- [DATA SUPPLIED]
=== Section Start ===

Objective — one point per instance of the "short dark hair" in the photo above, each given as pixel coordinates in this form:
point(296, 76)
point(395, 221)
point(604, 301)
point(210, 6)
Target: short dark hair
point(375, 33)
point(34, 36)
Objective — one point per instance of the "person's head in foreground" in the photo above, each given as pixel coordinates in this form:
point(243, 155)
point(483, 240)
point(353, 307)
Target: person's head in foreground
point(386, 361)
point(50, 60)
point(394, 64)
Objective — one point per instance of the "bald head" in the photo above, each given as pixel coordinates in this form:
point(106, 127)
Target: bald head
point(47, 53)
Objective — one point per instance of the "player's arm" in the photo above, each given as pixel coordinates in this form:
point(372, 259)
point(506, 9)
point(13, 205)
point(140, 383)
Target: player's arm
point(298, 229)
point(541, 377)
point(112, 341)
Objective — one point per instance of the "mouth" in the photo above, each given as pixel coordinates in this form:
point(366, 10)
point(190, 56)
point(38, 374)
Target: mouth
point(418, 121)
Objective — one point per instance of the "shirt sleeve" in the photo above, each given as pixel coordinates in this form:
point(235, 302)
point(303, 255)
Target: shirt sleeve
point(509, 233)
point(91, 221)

=== Section End ===

The records above should be transcribed in full, with no differences.

- [EXPECTED ANSWER]
Objective — one point per instance of the "short dark hair" in the photo above, each given as pixel coordinates in this form:
point(296, 76)
point(395, 221)
point(604, 301)
point(210, 6)
Target: short dark hair
point(375, 33)
point(34, 36)
Objective — one point per instance of the "person's head in foreground" in the photo above, each given as pixel coordinates in this form:
point(243, 155)
point(483, 240)
point(353, 307)
Target: person's head in foreground
point(386, 361)
point(50, 60)
point(394, 64)
Objective — one point per instance of the "bald head" in the photo above, each given as pixel coordinates in this form:
point(106, 127)
Target: bald head
point(47, 53)
Objective — one point per instance of the "player's arm" in the photo above, each given as pixel coordinates in this form:
point(372, 259)
point(506, 9)
point(13, 205)
point(140, 383)
Target: player's arm
point(298, 229)
point(541, 377)
point(112, 341)
Objective — one point per instance of the "mouth" in the photo above, each given as pixel coordinates in this form:
point(366, 10)
point(190, 56)
point(38, 374)
Target: mouth
point(418, 121)
Objective — one point per instance of the "shirt sleeve" in the photo above, each given as pixel coordinates in this form:
point(235, 302)
point(303, 255)
Target: shirt sleeve
point(509, 233)
point(91, 221)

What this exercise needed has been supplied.